Task objective →
In your copy, drop the images and return each record exactly as it stands.
*** Opening of Extracted material ***
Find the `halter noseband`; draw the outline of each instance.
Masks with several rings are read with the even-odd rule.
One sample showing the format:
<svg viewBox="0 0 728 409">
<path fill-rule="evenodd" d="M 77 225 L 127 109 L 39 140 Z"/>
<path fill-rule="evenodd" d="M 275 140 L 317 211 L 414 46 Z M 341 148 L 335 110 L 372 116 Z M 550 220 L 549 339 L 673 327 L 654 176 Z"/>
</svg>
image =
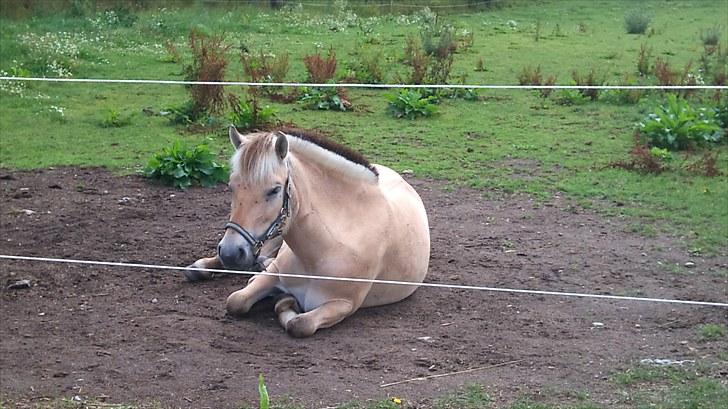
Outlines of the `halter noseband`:
<svg viewBox="0 0 728 409">
<path fill-rule="evenodd" d="M 283 206 L 281 206 L 281 211 L 278 213 L 278 217 L 276 217 L 275 220 L 273 220 L 273 223 L 268 226 L 268 229 L 263 233 L 260 237 L 255 237 L 253 234 L 251 234 L 248 230 L 245 229 L 245 227 L 235 223 L 234 221 L 229 221 L 225 223 L 225 229 L 233 229 L 238 234 L 240 234 L 245 241 L 248 242 L 253 247 L 253 255 L 257 259 L 260 255 L 260 250 L 263 248 L 263 244 L 265 244 L 266 241 L 270 239 L 274 239 L 281 234 L 283 234 L 283 228 L 285 227 L 286 221 L 291 216 L 291 204 L 290 204 L 290 180 L 291 176 L 288 175 L 288 178 L 286 178 L 286 183 L 283 186 Z"/>
</svg>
*** Close of Extracted material ***
Answer for this exercise →
Find the `halter noseband`; draw the outline of each instance.
Masks with several rings are read with the even-odd rule.
One sample showing the format:
<svg viewBox="0 0 728 409">
<path fill-rule="evenodd" d="M 77 225 L 127 109 L 39 140 Z"/>
<path fill-rule="evenodd" d="M 275 140 L 317 211 L 414 46 Z M 341 148 L 335 110 L 372 116 Z M 550 220 L 549 339 L 673 327 L 654 176 Z"/>
</svg>
image =
Outlines of the `halter noseband`:
<svg viewBox="0 0 728 409">
<path fill-rule="evenodd" d="M 283 206 L 281 206 L 281 211 L 278 213 L 278 217 L 276 217 L 275 220 L 273 220 L 273 223 L 268 226 L 268 229 L 263 233 L 260 237 L 255 237 L 253 234 L 251 234 L 248 230 L 245 229 L 245 227 L 235 223 L 234 221 L 229 221 L 225 223 L 225 229 L 233 229 L 238 234 L 240 234 L 245 241 L 248 242 L 253 247 L 253 255 L 257 259 L 260 255 L 260 250 L 263 248 L 263 244 L 265 244 L 266 241 L 270 239 L 274 239 L 281 234 L 283 234 L 283 228 L 285 227 L 286 221 L 291 216 L 291 204 L 290 204 L 290 180 L 291 176 L 288 175 L 288 178 L 286 178 L 286 183 L 283 186 Z"/>
</svg>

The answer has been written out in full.